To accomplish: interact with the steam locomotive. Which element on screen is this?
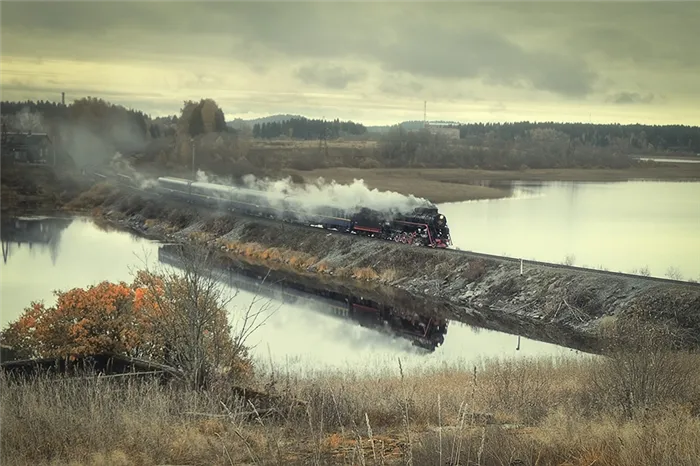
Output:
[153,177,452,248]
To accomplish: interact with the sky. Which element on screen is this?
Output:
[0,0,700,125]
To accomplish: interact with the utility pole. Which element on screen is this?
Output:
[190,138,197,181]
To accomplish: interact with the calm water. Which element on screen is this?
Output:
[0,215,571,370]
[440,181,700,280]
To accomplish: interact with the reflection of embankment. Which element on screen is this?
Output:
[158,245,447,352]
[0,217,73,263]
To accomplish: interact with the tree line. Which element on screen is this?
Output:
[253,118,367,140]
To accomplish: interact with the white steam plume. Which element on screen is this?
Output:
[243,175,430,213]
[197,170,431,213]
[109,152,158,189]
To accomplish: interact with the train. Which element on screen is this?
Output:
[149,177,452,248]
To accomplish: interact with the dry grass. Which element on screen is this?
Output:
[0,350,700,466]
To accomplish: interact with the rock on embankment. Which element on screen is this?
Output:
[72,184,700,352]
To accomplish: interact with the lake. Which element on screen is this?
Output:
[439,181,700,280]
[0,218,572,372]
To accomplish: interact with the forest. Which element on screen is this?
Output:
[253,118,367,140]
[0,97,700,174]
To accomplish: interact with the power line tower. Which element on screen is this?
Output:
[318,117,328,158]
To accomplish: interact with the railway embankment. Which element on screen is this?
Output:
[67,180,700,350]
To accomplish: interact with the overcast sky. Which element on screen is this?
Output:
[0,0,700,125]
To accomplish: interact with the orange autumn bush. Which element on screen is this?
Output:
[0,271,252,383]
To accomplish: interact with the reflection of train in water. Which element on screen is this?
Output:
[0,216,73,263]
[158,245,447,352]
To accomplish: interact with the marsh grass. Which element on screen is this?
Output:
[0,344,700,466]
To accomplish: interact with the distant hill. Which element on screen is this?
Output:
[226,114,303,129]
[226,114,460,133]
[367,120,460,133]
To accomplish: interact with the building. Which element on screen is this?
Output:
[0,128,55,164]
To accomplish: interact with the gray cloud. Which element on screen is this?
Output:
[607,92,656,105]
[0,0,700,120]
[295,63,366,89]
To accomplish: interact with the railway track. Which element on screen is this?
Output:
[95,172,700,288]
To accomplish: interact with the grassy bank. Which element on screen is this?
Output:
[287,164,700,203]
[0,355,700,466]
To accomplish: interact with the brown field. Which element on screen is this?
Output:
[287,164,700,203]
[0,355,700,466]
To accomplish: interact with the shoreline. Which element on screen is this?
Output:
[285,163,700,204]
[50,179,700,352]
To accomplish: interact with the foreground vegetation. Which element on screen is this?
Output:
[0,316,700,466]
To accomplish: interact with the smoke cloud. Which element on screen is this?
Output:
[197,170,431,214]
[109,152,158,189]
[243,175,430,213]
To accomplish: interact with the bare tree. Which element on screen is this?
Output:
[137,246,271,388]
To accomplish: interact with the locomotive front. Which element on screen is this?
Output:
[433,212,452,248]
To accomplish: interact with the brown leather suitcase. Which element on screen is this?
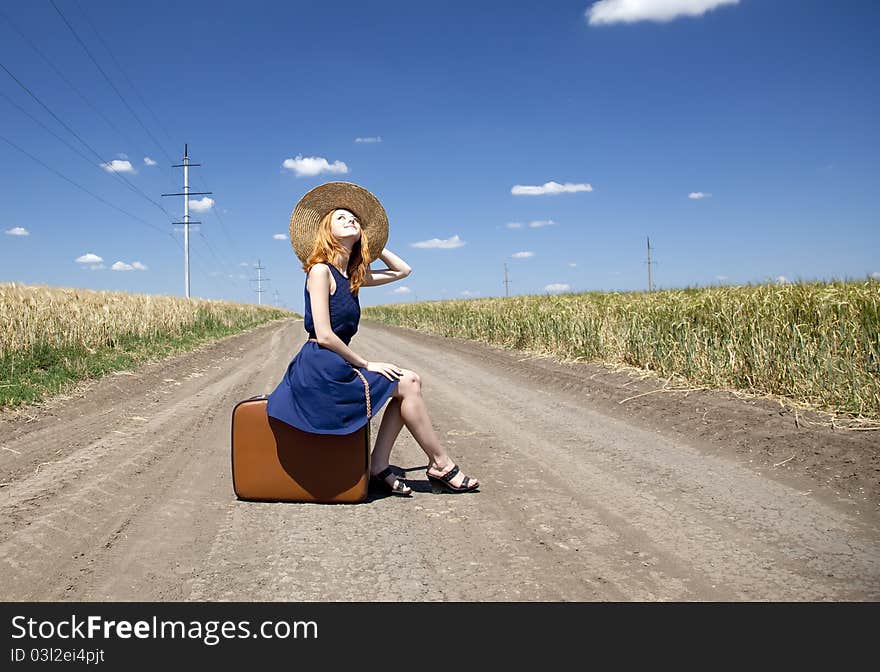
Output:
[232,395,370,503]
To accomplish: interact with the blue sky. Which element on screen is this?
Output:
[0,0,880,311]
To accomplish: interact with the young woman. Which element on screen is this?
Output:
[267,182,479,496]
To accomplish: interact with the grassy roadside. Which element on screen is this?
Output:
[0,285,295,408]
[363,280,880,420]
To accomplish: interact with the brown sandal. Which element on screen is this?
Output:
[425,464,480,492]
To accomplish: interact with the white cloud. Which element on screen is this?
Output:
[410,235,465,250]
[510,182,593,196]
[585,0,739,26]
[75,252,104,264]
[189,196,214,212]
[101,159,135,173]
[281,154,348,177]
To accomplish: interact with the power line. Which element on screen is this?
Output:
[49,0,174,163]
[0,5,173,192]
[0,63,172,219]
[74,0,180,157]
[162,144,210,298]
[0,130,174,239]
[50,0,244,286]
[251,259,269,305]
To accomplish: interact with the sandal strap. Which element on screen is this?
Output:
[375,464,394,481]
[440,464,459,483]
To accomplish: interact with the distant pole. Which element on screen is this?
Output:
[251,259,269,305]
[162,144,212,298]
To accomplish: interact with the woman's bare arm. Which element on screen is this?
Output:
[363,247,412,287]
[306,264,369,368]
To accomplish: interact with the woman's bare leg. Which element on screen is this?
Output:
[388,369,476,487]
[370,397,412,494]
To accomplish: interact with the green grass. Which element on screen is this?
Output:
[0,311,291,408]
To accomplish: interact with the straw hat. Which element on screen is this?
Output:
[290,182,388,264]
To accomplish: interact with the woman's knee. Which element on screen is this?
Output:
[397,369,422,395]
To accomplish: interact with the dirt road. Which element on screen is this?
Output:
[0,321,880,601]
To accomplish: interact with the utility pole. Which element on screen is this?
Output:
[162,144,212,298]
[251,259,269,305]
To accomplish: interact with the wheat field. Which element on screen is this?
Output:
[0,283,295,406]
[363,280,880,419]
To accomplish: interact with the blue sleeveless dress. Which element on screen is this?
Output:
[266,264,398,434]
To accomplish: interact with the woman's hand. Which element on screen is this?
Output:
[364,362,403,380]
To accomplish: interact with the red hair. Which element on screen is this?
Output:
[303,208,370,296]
▬▬▬
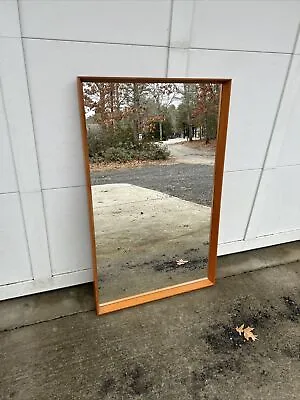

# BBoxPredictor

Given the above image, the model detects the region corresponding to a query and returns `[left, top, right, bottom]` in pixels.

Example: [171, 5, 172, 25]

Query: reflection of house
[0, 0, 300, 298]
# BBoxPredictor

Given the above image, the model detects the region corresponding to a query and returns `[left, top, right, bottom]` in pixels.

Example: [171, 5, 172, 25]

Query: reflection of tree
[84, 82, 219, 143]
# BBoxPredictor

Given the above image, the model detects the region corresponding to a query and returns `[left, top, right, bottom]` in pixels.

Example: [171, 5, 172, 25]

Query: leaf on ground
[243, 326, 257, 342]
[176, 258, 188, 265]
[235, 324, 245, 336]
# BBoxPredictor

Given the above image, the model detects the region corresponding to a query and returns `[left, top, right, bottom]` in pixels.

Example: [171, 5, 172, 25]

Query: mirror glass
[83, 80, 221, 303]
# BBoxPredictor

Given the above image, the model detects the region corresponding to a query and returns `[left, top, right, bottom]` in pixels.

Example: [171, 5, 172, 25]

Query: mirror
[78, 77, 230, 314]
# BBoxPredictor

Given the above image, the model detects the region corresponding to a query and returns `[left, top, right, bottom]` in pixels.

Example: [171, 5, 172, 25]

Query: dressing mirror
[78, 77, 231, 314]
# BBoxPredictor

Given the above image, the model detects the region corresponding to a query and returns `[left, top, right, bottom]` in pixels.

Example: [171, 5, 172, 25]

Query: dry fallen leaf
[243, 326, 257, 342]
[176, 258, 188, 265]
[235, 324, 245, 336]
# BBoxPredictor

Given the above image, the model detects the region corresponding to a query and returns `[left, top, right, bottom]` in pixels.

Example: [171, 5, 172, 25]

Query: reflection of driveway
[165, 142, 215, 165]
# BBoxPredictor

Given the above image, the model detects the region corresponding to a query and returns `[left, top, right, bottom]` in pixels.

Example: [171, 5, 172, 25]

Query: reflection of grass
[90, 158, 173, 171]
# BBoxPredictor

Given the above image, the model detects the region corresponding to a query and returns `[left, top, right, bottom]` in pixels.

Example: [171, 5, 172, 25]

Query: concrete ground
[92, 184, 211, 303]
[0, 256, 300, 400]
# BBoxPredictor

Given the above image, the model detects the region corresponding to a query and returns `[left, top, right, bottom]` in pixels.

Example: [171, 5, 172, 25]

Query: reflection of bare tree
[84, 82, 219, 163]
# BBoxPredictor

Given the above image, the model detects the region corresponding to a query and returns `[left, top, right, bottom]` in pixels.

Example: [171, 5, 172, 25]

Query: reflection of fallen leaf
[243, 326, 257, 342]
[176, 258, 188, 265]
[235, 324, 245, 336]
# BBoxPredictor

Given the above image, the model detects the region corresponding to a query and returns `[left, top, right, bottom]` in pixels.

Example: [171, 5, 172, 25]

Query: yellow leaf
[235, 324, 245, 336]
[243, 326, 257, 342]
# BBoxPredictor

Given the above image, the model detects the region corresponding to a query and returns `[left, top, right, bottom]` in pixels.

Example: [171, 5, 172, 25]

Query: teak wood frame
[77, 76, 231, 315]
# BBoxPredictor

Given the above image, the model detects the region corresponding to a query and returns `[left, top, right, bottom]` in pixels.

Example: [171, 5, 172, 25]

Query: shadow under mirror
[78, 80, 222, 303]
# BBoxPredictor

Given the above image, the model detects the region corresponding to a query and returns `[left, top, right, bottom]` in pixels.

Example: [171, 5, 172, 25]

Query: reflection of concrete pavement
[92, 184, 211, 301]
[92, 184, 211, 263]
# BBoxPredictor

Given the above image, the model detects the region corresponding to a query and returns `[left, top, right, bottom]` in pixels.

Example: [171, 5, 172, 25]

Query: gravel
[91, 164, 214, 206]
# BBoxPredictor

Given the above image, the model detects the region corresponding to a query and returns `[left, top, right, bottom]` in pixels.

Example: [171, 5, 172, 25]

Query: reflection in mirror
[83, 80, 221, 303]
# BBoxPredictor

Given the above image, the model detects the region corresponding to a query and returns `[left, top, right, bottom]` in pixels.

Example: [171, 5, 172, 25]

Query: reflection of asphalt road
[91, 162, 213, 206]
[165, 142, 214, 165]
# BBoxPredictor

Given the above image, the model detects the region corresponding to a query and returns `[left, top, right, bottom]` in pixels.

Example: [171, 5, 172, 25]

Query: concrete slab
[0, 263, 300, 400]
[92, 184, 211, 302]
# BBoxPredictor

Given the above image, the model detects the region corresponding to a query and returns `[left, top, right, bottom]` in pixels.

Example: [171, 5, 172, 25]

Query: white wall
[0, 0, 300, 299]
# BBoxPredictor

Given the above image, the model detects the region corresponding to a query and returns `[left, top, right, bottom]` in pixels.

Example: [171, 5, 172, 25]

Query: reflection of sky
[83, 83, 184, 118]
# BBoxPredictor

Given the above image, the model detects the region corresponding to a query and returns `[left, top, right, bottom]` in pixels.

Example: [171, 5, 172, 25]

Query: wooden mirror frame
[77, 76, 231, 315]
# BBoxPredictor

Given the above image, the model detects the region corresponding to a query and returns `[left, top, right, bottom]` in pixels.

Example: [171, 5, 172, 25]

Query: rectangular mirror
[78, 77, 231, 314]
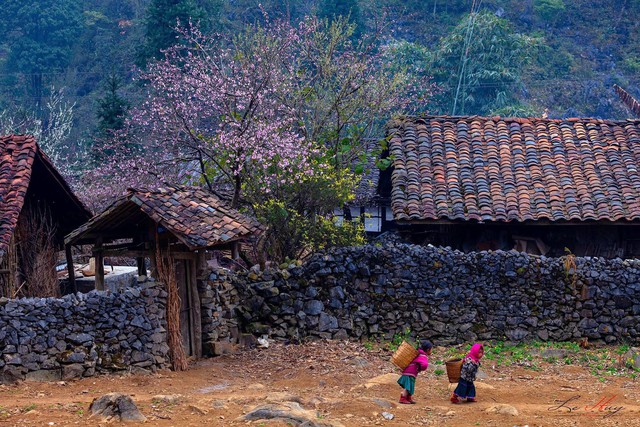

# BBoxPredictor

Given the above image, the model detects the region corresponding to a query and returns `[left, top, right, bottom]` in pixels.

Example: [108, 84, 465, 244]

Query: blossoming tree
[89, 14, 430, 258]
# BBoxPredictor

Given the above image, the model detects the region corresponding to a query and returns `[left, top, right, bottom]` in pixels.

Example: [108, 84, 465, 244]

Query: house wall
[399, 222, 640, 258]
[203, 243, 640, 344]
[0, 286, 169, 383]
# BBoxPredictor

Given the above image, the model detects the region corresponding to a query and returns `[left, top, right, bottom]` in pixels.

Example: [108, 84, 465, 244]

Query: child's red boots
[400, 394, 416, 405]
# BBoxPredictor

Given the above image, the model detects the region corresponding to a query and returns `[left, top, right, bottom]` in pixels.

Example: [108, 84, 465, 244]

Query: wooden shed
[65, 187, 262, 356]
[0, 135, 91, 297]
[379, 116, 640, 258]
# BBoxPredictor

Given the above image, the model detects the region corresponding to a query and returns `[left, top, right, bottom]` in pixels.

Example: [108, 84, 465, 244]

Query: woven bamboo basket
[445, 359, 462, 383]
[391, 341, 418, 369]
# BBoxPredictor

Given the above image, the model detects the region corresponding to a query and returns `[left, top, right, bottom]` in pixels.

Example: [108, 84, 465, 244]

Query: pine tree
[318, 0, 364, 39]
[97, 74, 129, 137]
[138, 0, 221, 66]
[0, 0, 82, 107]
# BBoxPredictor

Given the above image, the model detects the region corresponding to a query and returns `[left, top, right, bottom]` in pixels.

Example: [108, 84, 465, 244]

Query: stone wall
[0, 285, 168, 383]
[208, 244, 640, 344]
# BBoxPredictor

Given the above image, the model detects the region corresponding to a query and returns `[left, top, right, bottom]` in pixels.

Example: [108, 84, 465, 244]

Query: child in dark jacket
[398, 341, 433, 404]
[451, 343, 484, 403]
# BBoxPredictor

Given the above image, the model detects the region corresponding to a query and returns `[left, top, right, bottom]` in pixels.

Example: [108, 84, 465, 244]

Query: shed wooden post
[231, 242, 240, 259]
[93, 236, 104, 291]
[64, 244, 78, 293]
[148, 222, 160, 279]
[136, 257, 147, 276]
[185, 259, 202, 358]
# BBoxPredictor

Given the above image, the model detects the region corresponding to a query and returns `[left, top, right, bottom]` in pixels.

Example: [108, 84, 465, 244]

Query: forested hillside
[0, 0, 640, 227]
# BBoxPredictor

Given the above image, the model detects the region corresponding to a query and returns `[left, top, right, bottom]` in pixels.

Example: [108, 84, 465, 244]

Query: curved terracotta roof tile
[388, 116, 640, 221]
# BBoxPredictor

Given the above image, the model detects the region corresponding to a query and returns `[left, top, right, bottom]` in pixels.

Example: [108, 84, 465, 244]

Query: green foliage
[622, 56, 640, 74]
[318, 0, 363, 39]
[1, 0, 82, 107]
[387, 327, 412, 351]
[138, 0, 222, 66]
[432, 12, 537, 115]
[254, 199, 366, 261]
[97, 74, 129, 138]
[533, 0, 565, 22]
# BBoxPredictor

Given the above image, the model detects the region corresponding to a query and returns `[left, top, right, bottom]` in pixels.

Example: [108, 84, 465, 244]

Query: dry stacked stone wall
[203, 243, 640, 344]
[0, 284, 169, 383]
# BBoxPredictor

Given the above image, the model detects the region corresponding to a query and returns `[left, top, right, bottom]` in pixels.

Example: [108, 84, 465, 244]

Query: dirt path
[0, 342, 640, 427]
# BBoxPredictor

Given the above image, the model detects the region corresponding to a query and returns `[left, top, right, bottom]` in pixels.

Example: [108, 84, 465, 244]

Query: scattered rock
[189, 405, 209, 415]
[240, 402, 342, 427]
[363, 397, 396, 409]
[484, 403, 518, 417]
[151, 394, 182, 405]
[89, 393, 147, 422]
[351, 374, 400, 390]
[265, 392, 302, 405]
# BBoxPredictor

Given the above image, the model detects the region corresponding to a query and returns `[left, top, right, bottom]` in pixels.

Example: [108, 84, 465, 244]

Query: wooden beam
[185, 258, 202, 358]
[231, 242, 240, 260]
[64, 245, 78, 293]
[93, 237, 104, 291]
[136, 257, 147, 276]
▬▬▬
- [課題の要件]
上記の行のうち、「To accomplish: interact with the foreground」を含む行から「[433,212,452,248]」を含む行までを、両端の行も含めて一字一句変えずに再掲せよ。

- [問題の解答]
To accomplish: interact with the foreground vegetation. Which element on screen is this?
Output:
[0,316,700,466]
To accomplish: interact with the smoke cloud. Which element on screen is this?
Output:
[197,170,431,214]
[109,152,158,189]
[243,175,430,213]
To accomplish: interact with the bare tree. Which element on screen is this?
Output:
[137,246,271,388]
To accomplish: interact with the locomotive front. Which element on screen is this?
Output:
[433,212,452,248]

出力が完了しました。